━━━━━ 本文

FP三宅金蔵のお金の学校

お金にジャマされない人生を

あなたのふるさとはアマゾンですか?

 こんにちわ。FPの金蔵(きんぞう)です。

 アマゾンが来年春にもふるさと納税へ参入することを決めました。

 サービスの名称(予定)は、「アマゾンふるさと」。

 アマゾンの熱帯雨林が<ふるさと>になる日本人っているのかと思わず笑ってしまいました。

 というか、ついに外資大手が参入するに至って、制度が出来た当初の趣旨から、どんどんかけ離れていく姿に半ばあきれています。

 そもそも、2008年にふるさと納税の制度が始まった趣旨は、「医療や教育など、さまざまな住民サービスを受けて育った地方の自治体(ふるさと)を離れ、都会で働き、その地で納税している多くの人が、ふるさとへ自分の意志で恩返しするため」というものでした。

 しかし、その寄付先が納税者が生まれ育った<ふるさと>に限定されなかったことで、官製ネット通販として、間違った方向で大きく市場が拡大してしまっています。

━━━━━━━━━━
━━━━━ データ抜粋

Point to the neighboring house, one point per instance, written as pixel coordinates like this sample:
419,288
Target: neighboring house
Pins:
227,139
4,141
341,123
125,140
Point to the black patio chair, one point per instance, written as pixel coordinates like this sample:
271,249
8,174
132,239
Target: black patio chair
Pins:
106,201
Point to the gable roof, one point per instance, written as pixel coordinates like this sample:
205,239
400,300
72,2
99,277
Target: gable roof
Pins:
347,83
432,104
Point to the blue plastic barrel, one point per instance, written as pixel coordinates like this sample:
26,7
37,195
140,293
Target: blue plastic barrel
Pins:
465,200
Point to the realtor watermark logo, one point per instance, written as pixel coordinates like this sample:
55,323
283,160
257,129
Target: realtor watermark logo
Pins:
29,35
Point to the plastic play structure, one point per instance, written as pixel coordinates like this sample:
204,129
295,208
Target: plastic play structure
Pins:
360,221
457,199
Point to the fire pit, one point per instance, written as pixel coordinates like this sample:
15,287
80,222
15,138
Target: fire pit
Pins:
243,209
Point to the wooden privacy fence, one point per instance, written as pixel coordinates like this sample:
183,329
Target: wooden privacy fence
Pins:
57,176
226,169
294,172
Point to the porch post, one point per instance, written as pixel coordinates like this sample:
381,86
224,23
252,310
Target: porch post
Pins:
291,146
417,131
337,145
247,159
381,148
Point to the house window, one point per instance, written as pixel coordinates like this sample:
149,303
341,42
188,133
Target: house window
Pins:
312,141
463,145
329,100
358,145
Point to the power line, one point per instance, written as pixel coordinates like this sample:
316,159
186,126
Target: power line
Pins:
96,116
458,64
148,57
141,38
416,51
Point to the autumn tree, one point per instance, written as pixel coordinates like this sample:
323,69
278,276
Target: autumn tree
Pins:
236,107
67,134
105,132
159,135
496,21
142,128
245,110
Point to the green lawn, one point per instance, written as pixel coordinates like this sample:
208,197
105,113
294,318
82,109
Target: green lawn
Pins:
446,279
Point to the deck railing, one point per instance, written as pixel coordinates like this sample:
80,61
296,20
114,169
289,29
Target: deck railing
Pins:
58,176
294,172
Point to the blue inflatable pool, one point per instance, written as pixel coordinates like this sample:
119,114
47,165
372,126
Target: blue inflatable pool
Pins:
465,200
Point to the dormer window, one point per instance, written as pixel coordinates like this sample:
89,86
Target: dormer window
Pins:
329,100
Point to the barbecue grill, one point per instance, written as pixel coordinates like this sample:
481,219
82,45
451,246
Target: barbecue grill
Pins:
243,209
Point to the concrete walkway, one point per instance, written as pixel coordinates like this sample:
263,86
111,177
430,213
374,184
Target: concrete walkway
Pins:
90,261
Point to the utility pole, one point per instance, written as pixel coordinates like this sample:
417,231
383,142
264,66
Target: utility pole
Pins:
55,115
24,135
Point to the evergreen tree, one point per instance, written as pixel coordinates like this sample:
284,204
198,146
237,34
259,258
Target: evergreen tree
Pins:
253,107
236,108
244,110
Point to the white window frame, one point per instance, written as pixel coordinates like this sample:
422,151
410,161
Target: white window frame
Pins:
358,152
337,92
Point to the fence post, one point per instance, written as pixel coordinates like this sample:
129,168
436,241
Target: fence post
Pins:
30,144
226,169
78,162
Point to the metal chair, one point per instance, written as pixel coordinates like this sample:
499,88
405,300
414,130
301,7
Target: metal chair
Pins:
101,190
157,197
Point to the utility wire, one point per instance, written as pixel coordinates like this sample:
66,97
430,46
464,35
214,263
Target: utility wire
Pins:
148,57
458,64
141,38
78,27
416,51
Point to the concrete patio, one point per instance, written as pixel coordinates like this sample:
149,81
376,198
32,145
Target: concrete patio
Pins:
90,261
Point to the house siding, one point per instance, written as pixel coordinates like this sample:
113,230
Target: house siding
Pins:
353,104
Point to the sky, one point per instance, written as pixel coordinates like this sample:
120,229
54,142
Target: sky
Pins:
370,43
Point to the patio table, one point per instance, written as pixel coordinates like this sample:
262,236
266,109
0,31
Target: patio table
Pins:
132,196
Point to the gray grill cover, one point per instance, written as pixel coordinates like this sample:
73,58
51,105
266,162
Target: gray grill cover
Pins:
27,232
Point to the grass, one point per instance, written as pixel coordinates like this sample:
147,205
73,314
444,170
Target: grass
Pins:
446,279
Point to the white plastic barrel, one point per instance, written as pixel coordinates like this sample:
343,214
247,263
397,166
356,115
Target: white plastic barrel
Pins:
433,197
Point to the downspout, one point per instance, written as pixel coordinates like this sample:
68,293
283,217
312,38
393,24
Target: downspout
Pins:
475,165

━━━━━━━━━━

__問題__
本文に基づいて次の問いに答えよ。
(a) アマゾンが予定しているサービスの名称は何か。
(b) ふるさと納税の制度が始まったのは何年か。
(c) 寄付先は何に限定されなかったと書かれているか。

__解答__
(a) 「アマゾンふるさと」
(b) 2008年
(c) 納税者が生まれ育った<ふるさと>